WHAT THE TASK ASKS
Go over the data below and say how many lines hold the word "small". Only the number is needed.

Image-grounded pointing data
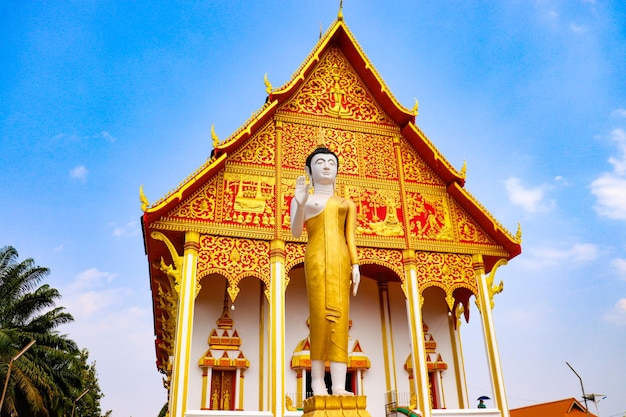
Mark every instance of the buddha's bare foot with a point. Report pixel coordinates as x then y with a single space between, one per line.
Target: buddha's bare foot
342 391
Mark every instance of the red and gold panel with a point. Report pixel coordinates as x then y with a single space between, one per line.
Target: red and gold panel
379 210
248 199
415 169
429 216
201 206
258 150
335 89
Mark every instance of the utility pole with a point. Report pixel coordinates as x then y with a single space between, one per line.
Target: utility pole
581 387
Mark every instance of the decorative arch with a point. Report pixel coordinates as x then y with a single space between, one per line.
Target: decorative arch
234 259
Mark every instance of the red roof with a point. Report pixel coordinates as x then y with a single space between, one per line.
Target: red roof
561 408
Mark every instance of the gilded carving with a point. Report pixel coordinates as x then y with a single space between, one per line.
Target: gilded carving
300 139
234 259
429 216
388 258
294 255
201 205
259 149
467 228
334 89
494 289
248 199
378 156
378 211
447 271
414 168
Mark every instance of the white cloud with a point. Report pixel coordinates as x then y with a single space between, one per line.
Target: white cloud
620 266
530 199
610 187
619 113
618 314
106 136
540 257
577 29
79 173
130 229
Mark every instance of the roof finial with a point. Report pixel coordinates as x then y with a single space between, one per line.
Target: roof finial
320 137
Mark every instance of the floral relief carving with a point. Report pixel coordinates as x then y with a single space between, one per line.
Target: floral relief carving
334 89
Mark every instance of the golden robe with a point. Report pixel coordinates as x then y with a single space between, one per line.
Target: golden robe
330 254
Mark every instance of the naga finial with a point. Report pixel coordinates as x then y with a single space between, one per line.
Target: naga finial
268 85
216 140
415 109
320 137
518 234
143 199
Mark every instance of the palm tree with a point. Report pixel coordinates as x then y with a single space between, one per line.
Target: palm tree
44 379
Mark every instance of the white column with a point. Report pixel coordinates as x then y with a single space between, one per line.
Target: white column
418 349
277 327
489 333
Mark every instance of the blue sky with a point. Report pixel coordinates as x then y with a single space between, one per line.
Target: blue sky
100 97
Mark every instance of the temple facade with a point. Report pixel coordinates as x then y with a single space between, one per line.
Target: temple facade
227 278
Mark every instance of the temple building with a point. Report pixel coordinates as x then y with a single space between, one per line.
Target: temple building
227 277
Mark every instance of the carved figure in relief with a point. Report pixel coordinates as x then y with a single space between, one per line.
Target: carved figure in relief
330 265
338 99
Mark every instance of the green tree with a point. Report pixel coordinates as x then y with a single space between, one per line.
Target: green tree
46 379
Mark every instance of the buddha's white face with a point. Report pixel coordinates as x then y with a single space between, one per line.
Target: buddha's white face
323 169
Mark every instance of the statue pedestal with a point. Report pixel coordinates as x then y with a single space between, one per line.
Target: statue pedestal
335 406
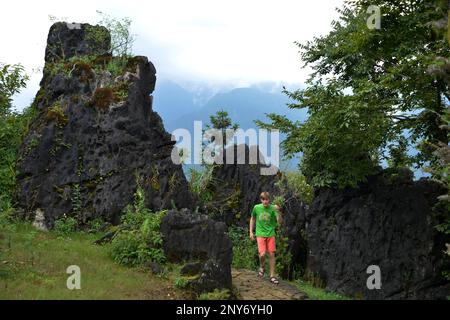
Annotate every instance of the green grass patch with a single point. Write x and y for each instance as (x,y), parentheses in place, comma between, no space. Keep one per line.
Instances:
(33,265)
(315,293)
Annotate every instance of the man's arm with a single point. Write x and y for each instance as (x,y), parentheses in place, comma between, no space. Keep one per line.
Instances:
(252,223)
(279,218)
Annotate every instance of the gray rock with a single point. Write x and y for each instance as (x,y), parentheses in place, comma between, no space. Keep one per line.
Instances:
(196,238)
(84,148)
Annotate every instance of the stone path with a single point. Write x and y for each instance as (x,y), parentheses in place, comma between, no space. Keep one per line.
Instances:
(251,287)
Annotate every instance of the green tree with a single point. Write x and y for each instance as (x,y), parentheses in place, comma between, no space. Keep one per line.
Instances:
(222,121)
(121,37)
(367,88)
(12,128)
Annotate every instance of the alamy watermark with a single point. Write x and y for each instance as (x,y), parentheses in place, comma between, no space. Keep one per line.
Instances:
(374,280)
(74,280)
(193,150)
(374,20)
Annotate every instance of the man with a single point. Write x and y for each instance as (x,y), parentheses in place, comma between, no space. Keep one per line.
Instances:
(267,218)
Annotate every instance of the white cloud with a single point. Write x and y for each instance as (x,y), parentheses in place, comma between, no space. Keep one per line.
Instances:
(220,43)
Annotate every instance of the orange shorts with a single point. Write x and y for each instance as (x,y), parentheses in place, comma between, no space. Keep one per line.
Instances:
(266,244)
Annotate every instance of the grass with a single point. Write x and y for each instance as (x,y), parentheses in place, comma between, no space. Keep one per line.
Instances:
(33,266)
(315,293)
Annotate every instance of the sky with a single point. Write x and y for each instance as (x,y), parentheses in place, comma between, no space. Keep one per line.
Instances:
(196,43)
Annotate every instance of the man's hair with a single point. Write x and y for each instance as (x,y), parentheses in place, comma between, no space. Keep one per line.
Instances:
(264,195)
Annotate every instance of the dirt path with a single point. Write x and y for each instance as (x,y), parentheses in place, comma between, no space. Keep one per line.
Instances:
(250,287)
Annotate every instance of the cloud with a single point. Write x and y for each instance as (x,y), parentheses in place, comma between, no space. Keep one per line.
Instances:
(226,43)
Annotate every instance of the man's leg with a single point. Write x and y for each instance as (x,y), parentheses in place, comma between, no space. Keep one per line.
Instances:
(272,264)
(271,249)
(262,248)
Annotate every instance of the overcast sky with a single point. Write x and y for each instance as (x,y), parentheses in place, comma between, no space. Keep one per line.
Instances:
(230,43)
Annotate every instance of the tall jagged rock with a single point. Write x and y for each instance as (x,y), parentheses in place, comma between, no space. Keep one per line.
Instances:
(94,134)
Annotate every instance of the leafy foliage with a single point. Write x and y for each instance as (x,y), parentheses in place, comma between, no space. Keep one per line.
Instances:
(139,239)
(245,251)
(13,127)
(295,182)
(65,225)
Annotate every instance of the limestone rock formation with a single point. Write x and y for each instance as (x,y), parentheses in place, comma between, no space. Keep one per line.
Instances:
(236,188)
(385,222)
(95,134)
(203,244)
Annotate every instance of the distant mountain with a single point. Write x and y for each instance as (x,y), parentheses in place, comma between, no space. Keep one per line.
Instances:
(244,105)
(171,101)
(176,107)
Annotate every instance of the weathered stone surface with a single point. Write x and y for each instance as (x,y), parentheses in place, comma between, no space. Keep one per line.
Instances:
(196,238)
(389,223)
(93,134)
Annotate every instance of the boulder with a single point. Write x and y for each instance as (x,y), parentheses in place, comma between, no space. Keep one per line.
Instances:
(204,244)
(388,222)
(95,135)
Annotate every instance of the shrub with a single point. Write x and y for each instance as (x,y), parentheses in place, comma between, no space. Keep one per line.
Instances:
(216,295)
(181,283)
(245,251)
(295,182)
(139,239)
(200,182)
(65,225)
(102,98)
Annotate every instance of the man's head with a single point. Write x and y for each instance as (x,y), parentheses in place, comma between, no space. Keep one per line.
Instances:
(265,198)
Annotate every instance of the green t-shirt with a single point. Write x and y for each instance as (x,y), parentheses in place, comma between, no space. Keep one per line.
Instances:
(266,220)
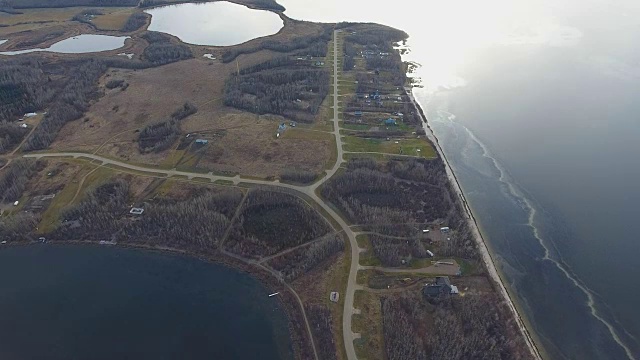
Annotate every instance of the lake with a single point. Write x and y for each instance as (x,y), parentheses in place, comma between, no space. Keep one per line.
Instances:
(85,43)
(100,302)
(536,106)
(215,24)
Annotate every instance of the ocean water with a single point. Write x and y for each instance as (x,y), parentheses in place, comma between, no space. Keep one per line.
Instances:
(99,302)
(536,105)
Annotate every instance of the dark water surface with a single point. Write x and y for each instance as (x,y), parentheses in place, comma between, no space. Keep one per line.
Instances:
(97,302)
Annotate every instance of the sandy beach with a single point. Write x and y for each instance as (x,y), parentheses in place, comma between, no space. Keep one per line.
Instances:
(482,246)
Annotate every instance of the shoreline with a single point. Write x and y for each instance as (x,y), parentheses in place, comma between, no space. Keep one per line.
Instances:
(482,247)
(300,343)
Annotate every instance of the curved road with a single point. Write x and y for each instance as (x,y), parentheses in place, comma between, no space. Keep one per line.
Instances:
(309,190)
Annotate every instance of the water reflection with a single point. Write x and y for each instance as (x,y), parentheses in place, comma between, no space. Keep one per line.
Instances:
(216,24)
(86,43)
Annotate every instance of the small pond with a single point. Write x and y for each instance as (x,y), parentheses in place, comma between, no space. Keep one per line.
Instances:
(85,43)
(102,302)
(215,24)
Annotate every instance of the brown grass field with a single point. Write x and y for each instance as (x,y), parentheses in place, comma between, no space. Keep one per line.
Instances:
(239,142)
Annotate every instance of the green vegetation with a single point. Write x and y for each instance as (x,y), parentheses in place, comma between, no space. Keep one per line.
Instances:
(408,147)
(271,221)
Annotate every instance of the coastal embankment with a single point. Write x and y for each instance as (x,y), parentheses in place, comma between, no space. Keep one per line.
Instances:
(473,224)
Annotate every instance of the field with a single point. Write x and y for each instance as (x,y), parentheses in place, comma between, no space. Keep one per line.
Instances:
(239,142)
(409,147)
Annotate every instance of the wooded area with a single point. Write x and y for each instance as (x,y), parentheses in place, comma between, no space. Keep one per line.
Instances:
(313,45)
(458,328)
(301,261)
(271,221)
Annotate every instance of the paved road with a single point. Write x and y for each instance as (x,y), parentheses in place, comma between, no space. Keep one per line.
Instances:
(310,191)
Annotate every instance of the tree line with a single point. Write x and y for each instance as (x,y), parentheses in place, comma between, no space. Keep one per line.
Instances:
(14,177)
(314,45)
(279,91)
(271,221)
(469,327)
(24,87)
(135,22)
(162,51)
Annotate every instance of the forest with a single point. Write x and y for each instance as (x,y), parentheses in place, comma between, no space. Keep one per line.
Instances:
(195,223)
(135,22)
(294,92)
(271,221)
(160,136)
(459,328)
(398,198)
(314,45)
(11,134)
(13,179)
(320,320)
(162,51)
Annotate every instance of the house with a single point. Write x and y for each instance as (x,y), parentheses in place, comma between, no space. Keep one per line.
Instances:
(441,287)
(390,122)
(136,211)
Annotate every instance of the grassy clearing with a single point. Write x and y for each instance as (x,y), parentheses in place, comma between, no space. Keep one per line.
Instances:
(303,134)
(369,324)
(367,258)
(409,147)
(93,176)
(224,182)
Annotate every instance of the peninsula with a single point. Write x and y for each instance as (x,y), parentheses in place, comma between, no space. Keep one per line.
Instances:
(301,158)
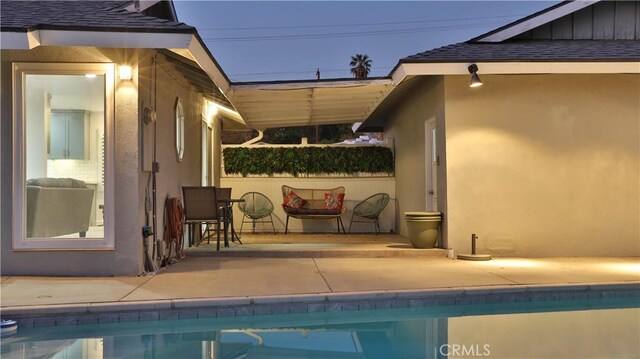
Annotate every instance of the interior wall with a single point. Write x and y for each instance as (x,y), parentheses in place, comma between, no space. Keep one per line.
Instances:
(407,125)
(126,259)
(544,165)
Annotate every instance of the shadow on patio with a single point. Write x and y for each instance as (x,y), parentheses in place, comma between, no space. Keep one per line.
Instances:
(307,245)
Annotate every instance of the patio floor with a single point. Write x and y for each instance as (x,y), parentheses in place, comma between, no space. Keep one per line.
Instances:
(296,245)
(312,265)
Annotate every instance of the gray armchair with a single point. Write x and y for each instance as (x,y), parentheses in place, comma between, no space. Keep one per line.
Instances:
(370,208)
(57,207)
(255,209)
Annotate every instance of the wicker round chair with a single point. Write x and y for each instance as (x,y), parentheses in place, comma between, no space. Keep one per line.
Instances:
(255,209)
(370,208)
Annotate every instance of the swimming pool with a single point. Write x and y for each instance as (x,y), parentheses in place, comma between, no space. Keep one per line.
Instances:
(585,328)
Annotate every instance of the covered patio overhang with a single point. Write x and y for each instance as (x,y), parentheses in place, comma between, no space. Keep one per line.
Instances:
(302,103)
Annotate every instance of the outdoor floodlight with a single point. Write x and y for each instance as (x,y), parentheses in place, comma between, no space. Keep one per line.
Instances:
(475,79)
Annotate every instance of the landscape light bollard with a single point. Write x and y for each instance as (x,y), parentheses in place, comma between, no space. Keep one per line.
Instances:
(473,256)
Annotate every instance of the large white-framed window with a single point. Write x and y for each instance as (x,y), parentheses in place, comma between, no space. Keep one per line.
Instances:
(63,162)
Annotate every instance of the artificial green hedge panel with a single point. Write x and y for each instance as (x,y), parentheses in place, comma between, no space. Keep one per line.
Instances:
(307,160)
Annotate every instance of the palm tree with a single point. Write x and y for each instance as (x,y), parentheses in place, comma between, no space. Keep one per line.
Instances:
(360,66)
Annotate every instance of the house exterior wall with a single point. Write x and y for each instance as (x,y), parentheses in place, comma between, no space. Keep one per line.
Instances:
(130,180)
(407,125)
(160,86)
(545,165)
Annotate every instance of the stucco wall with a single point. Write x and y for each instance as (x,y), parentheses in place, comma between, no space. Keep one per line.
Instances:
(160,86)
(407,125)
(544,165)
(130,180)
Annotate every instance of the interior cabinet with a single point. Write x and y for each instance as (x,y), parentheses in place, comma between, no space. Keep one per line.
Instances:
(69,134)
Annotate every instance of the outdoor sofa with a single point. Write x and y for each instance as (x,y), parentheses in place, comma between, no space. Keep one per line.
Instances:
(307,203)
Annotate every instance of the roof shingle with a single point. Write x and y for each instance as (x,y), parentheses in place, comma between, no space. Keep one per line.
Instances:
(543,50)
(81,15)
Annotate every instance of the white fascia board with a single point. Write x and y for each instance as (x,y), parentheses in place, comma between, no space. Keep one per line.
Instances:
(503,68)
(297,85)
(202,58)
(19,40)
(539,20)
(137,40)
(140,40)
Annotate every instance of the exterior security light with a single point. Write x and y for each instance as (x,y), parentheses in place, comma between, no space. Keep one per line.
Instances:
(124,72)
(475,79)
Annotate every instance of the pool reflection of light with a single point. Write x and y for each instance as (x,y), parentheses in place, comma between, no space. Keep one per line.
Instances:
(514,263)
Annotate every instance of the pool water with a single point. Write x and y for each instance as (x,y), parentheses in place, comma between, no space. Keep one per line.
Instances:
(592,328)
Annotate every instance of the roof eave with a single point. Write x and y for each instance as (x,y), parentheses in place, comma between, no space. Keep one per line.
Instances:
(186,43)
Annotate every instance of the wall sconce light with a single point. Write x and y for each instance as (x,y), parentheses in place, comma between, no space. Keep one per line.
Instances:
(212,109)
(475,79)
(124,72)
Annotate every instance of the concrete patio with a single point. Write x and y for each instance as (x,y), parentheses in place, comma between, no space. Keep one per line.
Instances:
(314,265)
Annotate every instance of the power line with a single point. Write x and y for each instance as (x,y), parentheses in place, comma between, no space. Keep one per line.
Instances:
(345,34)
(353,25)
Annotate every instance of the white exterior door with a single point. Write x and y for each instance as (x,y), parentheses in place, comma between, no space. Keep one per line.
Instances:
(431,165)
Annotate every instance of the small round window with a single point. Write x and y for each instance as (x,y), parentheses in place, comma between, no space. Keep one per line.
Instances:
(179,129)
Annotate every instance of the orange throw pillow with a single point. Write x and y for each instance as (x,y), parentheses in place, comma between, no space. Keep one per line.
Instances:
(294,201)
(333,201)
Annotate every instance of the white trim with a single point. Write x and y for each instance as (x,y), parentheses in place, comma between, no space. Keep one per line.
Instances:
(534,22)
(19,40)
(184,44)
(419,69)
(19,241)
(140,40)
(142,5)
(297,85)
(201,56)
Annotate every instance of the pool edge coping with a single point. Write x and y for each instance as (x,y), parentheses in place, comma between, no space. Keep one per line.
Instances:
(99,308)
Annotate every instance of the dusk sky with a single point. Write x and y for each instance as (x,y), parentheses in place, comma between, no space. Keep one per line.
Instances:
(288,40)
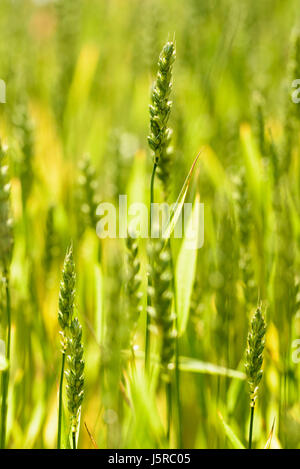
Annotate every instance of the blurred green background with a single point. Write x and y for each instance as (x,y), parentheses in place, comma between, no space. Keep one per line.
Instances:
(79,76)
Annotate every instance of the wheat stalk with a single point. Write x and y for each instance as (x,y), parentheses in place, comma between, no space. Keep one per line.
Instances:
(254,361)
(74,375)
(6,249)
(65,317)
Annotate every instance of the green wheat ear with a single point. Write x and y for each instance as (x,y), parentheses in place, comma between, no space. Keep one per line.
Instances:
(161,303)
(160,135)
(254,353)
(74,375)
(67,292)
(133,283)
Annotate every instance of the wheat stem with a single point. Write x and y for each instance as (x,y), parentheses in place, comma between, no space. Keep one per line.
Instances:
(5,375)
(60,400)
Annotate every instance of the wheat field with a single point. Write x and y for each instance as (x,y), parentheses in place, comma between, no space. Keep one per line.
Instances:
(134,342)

THE ANSWER
2